## STATED EXERCISE
Make an exact copy of all the entries, with the pictures left out.
+ + + +
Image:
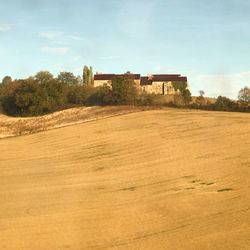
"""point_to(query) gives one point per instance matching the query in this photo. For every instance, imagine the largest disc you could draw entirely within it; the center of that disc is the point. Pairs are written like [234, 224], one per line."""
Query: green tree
[6, 80]
[67, 78]
[124, 90]
[43, 76]
[244, 95]
[225, 104]
[87, 76]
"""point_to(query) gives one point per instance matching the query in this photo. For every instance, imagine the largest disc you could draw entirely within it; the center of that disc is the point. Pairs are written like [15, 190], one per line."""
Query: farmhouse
[163, 84]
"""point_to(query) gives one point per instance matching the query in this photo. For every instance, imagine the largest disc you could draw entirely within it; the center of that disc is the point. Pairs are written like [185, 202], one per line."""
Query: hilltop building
[162, 84]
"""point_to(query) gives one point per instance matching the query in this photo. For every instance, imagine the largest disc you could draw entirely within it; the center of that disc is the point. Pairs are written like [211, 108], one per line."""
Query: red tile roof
[144, 80]
[112, 76]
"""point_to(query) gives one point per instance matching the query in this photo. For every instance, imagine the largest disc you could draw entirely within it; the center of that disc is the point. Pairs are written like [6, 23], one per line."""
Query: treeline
[44, 93]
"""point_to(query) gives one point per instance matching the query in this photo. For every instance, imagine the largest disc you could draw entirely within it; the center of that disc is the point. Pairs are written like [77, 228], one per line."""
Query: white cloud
[221, 84]
[50, 34]
[109, 57]
[4, 28]
[74, 37]
[59, 51]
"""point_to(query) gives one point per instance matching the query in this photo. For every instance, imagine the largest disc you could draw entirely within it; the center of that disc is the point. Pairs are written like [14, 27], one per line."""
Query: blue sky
[208, 41]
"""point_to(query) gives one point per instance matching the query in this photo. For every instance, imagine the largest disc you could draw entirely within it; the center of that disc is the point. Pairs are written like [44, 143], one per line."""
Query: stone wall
[159, 88]
[99, 83]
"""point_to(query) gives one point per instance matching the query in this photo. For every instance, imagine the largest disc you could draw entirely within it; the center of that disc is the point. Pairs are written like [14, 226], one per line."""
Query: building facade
[162, 84]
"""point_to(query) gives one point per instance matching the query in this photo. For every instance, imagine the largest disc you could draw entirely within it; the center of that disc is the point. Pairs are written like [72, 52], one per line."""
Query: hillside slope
[14, 126]
[159, 179]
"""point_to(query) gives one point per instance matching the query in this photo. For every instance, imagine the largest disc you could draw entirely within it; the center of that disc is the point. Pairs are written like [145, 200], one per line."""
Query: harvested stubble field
[155, 179]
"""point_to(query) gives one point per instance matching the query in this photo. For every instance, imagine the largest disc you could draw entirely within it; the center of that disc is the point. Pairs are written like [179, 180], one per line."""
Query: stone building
[162, 84]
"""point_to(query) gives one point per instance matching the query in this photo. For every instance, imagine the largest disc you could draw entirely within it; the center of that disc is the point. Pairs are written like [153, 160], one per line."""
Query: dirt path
[159, 179]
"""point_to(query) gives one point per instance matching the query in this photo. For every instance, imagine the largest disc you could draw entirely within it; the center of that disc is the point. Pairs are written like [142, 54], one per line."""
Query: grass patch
[207, 183]
[224, 190]
[195, 181]
[129, 189]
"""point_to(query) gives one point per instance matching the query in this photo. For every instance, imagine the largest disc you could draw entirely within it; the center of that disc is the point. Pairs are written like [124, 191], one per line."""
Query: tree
[87, 76]
[43, 76]
[200, 99]
[6, 80]
[67, 78]
[244, 95]
[202, 93]
[225, 104]
[124, 90]
[186, 94]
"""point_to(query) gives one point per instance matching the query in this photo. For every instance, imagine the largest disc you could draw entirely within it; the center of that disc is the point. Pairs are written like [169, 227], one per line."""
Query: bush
[124, 90]
[225, 104]
[102, 96]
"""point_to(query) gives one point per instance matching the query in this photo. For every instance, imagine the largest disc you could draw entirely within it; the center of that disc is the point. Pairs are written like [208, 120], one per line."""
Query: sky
[207, 41]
+ + + +
## SOLUTION
Image:
"""point_to(query) gives one point per instance matching the query in this photo. For every instance, imagine the largest disc you could draw entirely within it; the center of that disc is the point. Pairs are written like [234, 224], one per line."""
Query: green tree
[6, 80]
[67, 78]
[124, 90]
[43, 76]
[244, 95]
[225, 104]
[87, 76]
"""point_to(query) gives one point per instance matching the query in this photo. For every instance, imagine the largest disc you could draw entirely within it; the center of that disc is the point. Pairs are written like [15, 190], one per line."""
Query: farmhouse
[163, 84]
"""point_to(query) gives one point per instance matching the query in this photo. For every instance, imagine the largest disc you could draw entirely within it; the center of that disc is the point. Pairs are written like [185, 202], one per line."""
Query: hilltop building
[162, 84]
"""point_to(query) gives one point per instance matching the query in this photo. For every instance, imagine the largest disc you could draw entirely within it; the center of that disc is the point. Pairs are written like [211, 108], one per line."""
Query: red tile roof
[144, 80]
[112, 76]
"""point_to(query) gives one point per instance matching the query in this photo. For every instance, imagine the largest disc you could draw entirely within it; the center of that disc is the point. Pairs are written like [6, 23], one per line."""
Query: treeline
[44, 93]
"""point_to(query) gives one point per instance matching the query in this photo. For every instance, imagine the largest disc you could draw entirely within it; the center of that disc is the point. Pairs are written like [77, 228], one per line."""
Query: white cloud
[221, 84]
[50, 34]
[109, 57]
[4, 28]
[74, 37]
[59, 51]
"""point_to(query) gives one point per instance matching the query in this photo. For every instance, imagine the largest disc you could draw entirely within it; the center of that disc is the point. Pairs are written like [14, 27], one per line."""
Query: blue sky
[208, 41]
"""point_to(query) gives one point per instance matching the query in this photo. For every instance, imagine the largest disc you could draw entirely within it; the center of that disc is the point. Pairs are written like [44, 143], one per line."""
Query: stone wall
[159, 88]
[99, 83]
"""point_to(query) gives one point per instance matching the query in this photo. For every instance, imagine the largest disc you could draw entirely within it; the center of that disc is the point. Pairs are written like [14, 226], one per line."""
Query: building facade
[162, 84]
"""point_to(query) gives one point per instance matching the query in this photo. For every instance, imagine the largest disc you could draw entirely within it; the center of that disc is the point. Pairs are written like [72, 52], one per line."""
Query: hillside slope
[14, 126]
[159, 179]
"""point_to(query) gives one point per instance matching the query in this photo. For every instance, imagine the largest disc you could draw entirely within it; the center of that disc is the point. Pairs are written like [145, 200], one per line."""
Query: harvested stubble field
[155, 179]
"""point_to(query) gives one point per instance matching the query in this photo. For every instance, imagine the largest disc you could draw entirely within it; the center of that disc is the point. Pairs are written like [179, 180], one per line."""
Query: stone building
[162, 84]
"""point_to(query) gives one point per instance matching the query in this photo. For every instance, imagine the largest disc you could draw entirely within it; the center of that disc is the point. Pairs are written like [153, 160], one per line."""
Query: dirt path
[159, 179]
"""point_to(query) gives one point per instance matching the query in this photo. For every instance, imagine the largest disc you could draw entirely within it; the center of that disc is the point. Pairs are written like [142, 54], one per line."""
Query: grass patch
[207, 183]
[224, 190]
[195, 181]
[129, 189]
"""point_to(query) gives one point per instance matching the query in this photo. For every instance, imagine the largest disc you could draw entirely within it; the center of that disc is the point. Pairs are written like [124, 191], one per line."""
Query: tree
[87, 76]
[43, 76]
[200, 99]
[6, 80]
[67, 78]
[244, 95]
[202, 93]
[225, 104]
[124, 90]
[186, 94]
"""point_to(query) gives one point per instance matching the query in this photo. For every instance, imagine the largest disc you could draw entirely within it; the center of that disc is the point. Pairs are written like [169, 227], one per line."""
Query: bush
[124, 90]
[225, 104]
[102, 96]
"""point_to(query) gives one point per instance matching the query in this photo. For every instance, imagine the largest disc you could draw entirely within it; the center of that disc is the point. Pairs are written like [208, 120], one per line."""
Query: sky
[207, 41]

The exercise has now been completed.